*** TEXT EXCERPT ***
NEW YORK – Dr. Thomas Frieden, director of the Centers for Disease Control, said Monday he regretted that media interpreted his comments Sunday as casting blame on the nurse who contracted Ebola in Dallas, but he reiterated that the virus was transmitted for the first time in the U.S. because of a “breach in safety protocol,” not because of defective protocols.
“I feel awful that a health-care worker attending Thomas Eric Duncan became infected,” Frieden said.
The London Daily Mail identified the nurse as Nina Pham, 26, of Fort Worth, Texas, a graduate of Texas Christian University in 2010. The CDC has said she wore a mask, gown, shield and gloves when she attended Duncan in an isolation unit at Texas Health Presbyterian Hospital. Duncan, a Liberian national who arrived in the U.S. last month after contracting the virus, was admitted to the hospital Sept. 26 and died Oct. 8.
Frieden continued to insist the current CDC methodology being used to combat Ebola will work if applied more diligently.
*** End of TEXT EXCERPT ***
*** EXERCISE DATA ***
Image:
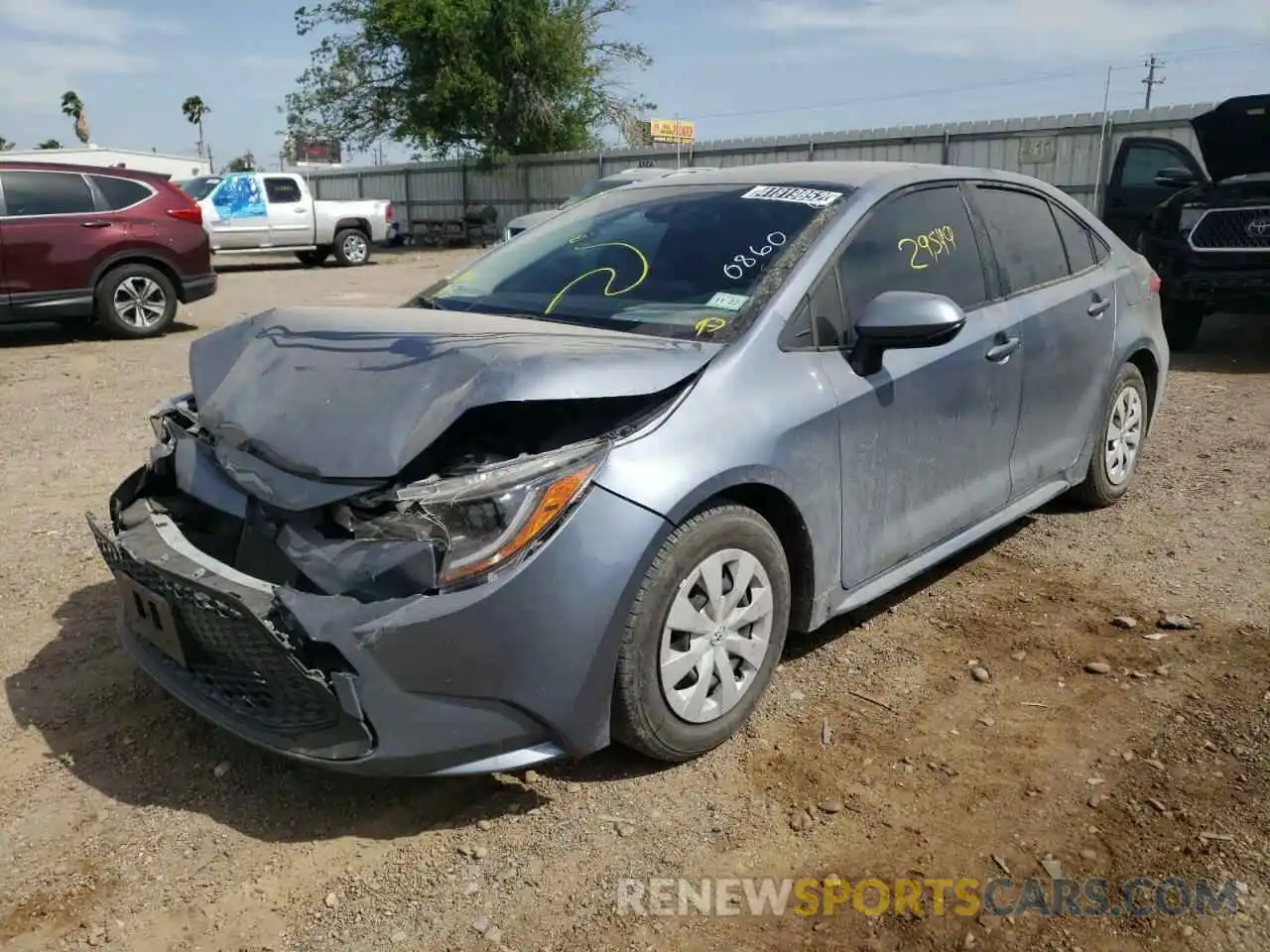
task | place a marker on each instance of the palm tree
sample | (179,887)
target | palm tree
*** End of EXERCISE DATA ***
*** EXERCISE DATA ***
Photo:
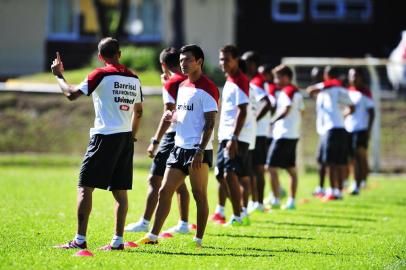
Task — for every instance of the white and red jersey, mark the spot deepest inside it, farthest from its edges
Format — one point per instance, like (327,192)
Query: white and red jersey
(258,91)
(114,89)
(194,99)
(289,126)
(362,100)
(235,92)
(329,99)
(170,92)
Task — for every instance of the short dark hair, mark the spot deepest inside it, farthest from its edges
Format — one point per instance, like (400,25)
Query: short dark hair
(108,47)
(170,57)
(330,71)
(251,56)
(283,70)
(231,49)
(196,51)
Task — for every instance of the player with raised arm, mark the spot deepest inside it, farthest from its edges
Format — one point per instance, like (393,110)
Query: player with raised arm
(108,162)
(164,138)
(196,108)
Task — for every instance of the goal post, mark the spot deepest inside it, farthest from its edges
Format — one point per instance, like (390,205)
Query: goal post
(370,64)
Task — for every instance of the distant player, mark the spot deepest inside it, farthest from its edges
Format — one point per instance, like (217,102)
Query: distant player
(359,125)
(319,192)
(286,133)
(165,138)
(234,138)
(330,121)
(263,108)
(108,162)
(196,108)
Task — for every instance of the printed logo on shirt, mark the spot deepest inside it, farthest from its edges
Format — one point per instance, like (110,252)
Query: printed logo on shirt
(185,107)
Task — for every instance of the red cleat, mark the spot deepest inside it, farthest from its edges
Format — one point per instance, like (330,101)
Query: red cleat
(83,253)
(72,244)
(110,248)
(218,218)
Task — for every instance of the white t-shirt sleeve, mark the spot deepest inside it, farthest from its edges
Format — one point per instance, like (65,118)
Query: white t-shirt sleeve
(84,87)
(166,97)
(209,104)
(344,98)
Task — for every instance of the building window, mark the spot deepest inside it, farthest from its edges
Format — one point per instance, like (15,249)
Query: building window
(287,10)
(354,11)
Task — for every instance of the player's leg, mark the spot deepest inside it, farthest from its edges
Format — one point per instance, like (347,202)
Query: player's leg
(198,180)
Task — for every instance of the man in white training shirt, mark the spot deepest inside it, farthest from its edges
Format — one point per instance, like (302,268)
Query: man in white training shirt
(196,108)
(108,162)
*** End of EXERCISE DATA ***
=== WORK TASK ===
Please continue the news report above on the CDC director's comments about the Dallas nurse with Ebola, picking up after its last sentence.

=== SOLVED PROBLEM ===
“We need hands-on training and hands-on monitoring to make sure health care workers dealing with Ebola patients follow CDC prescribed safety protocols 100 percent of the time,” Frieden said.
The CDC, however, has been unable to say what precise act or incident constituted the “breach in safety protocol” that caused the health-care worker to contract the disease.
“We have not identified a single thing that caused the health-care worker to become infected,” Frieden admitted after questioning from reporters.
“We regret that some in the media interpreted our comments on Sunday as blaming the health care worker for contracting Ebola,” he said.
“Our staff in Dallas are now retraining staff to put on and take off protective equipment safely, but we cannot say, for instance, that the health care worker got the disease by a needle prick.”
Freiden also made clear the CDC is not considering recommending an embargo on flights from West Africa.
He said the CDC was working with the Transportation Safety Administration to refine and implement health-check protocols at five international airports in the United States to monitor whether or not West Africans had a fever upon their arrival in the country.
“The way we are going to reduce the risk to Americans is to stop the spread of the disease in Africa,” Frieden repeated.
“If we make it harder to get health care professionals and health care materials to West Africa by imposing a travel embargo, Americans will be less safe as a result.”
Every hospital in the U.S., even the smallest, needs to be able to test safely Americans for Ebola, Frieden said.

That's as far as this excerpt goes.